- Problem to work on:
Copy the listing below line for line, keeping every character unchanged.

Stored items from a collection
════════════════

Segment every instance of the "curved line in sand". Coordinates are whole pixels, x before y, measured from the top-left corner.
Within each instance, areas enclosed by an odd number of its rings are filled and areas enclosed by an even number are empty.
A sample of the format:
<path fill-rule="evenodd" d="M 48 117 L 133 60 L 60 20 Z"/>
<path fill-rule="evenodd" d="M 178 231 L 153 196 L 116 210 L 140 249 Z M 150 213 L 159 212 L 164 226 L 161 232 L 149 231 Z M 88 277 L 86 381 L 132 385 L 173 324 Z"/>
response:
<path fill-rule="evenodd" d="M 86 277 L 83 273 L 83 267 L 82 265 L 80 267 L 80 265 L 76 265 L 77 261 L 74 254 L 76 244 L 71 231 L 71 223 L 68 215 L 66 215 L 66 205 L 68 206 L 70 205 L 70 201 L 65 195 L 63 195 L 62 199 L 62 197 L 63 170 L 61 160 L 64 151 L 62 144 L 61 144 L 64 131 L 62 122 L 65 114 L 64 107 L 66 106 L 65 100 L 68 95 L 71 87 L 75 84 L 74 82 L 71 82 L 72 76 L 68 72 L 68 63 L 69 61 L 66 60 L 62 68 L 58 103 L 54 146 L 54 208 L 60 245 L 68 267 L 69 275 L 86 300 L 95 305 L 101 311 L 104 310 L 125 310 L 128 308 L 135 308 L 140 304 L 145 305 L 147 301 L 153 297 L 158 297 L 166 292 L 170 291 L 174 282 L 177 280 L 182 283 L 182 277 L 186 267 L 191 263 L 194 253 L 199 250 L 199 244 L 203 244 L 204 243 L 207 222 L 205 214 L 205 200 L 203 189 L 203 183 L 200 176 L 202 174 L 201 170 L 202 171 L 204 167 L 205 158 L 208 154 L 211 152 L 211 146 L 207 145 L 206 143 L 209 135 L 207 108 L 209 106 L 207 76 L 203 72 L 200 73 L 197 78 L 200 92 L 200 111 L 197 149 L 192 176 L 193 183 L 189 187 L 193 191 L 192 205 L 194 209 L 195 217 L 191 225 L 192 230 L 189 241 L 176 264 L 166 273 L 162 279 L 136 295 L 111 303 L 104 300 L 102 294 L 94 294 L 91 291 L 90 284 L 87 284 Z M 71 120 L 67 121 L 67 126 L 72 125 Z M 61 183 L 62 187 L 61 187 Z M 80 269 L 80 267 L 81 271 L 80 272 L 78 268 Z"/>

════════════════

- Problem solution:
Segment every instance of the "curved line in sand". Coordinates are whole pixels, x before y, measured from the top-left corner.
Within each instance, areas enclosed by an odd number of its rings are filled and areas enclosed by an even number are empty.
A sample of the format:
<path fill-rule="evenodd" d="M 48 117 L 133 60 L 60 20 Z"/>
<path fill-rule="evenodd" d="M 178 231 L 153 196 L 116 210 L 140 249 Z M 150 213 L 159 212 L 164 226 L 161 232 L 149 231 Z M 88 277 L 86 381 L 132 385 L 173 324 Z"/>
response:
<path fill-rule="evenodd" d="M 86 277 L 83 273 L 83 267 L 82 265 L 80 267 L 80 265 L 76 265 L 77 261 L 74 254 L 76 244 L 71 231 L 71 223 L 68 215 L 66 215 L 66 205 L 68 206 L 70 205 L 70 201 L 65 195 L 63 195 L 62 199 L 62 197 L 63 170 L 61 160 L 64 151 L 62 144 L 61 144 L 64 131 L 62 122 L 65 114 L 64 107 L 66 106 L 65 100 L 68 95 L 71 87 L 75 84 L 74 82 L 71 82 L 72 76 L 68 72 L 68 63 L 69 61 L 66 60 L 62 68 L 58 103 L 54 146 L 54 208 L 60 245 L 68 267 L 69 275 L 86 300 L 95 305 L 101 311 L 104 310 L 125 310 L 128 308 L 135 308 L 140 304 L 145 305 L 147 301 L 153 297 L 158 297 L 166 292 L 170 291 L 174 282 L 177 280 L 182 283 L 182 277 L 186 267 L 191 263 L 194 253 L 199 250 L 199 244 L 203 244 L 204 243 L 207 222 L 205 214 L 205 200 L 203 189 L 203 183 L 200 176 L 202 174 L 201 170 L 202 171 L 204 167 L 205 158 L 208 154 L 211 152 L 211 146 L 207 145 L 206 143 L 209 135 L 207 108 L 209 106 L 207 76 L 203 72 L 200 73 L 197 78 L 200 92 L 200 111 L 197 149 L 192 176 L 193 183 L 189 187 L 193 191 L 192 205 L 194 209 L 195 217 L 191 225 L 192 230 L 189 241 L 176 264 L 166 273 L 162 279 L 136 295 L 111 303 L 104 300 L 102 294 L 94 294 L 91 291 L 90 284 L 87 284 Z M 71 120 L 67 121 L 67 126 L 72 125 Z M 61 183 L 62 187 L 61 187 Z M 80 269 L 80 267 L 81 271 L 80 272 L 78 268 Z"/>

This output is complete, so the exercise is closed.